● **ZU ERLEDIGEN**:
a - Übersetze aus dem Text zur Wahlkreisneueinteilung den Satz „Kleinere Änderungen nehmen wir in den Bundesländern Mecklenburg-Vorpommern, Rheinland-Pfalz, Hamburg, Brandenburg und Baden-Württemberg vor.“ ins Englische.
b - Gib aus dem Text zur Wahlkreisneueinteilung alles von „Um die Einschnitte“ bis hinunter zu „Thüringen und Bayern.“ wortgetreu wieder.

● **SEITENTEXT**:
-*-
Um die Einschnitte in den betroffenen Wahlkreisen so gering wie möglich zu halten, haben wir uns mit unserem Koalitionspartner, letztlich aber auch mit den übrigen Fraktionen dahin gehend verständigt, möglichst schonend und den bisherigen Bestand schützend vorzugehen. Kleinere Änderungen nehmen wir in den Bundesländern Mecklenburg-Vorpommern, Rheinland-Pfalz, Hamburg, Brandenburg und Baden-Württemberg vor. Die gravierendsten Änderungen, die wir im Zuge der Wahlkreisneueinteilung vornehmen müssen, betreffen die Länder Thüringen und Bayern.
-*-
● **DATENAUSZUG**:

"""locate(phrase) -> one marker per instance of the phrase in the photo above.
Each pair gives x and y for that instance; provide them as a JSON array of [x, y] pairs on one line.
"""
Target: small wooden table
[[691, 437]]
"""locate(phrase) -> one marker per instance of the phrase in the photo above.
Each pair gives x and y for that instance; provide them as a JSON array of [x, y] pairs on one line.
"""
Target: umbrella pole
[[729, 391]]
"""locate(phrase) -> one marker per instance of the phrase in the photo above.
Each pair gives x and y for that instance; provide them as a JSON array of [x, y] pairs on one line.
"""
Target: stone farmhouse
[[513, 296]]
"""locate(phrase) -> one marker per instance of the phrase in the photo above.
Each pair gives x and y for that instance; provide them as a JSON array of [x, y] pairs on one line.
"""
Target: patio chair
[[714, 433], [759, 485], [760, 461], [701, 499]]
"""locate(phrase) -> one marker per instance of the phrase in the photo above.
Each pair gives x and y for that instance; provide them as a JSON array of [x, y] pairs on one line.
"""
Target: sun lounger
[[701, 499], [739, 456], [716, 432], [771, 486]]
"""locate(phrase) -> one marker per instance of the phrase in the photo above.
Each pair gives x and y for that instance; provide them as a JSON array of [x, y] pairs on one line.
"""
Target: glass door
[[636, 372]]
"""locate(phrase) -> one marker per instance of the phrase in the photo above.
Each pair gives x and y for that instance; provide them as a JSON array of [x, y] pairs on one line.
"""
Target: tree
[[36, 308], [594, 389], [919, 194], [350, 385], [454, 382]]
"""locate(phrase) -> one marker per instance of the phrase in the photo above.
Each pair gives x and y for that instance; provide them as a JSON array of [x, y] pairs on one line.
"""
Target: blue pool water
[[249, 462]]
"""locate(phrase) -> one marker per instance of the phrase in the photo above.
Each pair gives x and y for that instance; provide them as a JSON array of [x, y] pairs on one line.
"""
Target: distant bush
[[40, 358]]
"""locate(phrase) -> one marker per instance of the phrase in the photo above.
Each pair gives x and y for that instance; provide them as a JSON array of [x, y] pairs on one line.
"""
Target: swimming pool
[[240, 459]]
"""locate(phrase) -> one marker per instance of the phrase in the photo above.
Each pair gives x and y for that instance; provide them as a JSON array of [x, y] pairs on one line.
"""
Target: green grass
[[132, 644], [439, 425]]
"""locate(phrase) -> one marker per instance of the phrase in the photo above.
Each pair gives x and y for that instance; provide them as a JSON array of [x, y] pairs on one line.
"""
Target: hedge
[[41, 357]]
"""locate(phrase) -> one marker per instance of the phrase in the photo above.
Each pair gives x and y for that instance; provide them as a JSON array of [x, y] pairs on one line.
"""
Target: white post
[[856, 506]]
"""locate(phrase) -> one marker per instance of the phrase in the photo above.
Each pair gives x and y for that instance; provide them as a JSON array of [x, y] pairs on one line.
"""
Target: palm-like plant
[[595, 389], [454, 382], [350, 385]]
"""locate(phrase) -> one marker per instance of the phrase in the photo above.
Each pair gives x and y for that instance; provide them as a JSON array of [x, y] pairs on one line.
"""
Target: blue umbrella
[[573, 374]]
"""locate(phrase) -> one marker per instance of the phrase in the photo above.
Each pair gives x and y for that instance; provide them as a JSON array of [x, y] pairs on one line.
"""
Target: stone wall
-*-
● **LÖSUNGSLISTE**:
a - We are making minor changes in the federal states of Mecklenburg-Western Pomerania, Rhineland-Palatinate, Hamburg, Brandenburg and Baden-Württemberg.

b -
Um die Einschnitte in den betroffenen Wahlkreisen so gering wie möglich zu halten, haben wir uns mit unserem Koalitionspartner, letztlich aber auch mit den übrigen Fraktionen dahin gehend verständigt, möglichst schonend und den bisherigen Bestand schützend vorzugehen. Kleinere Änderungen nehmen wir in den Bundesländern Mecklenburg-Vorpommern, Rheinland-Pfalz, Hamburg, Brandenburg und Baden-Württemberg vor. Die gravierendsten Änderungen, die wir im Zuge der Wahlkreisneueinteilung vornehmen müssen, betreffen die Länder Thüringen und Bayern.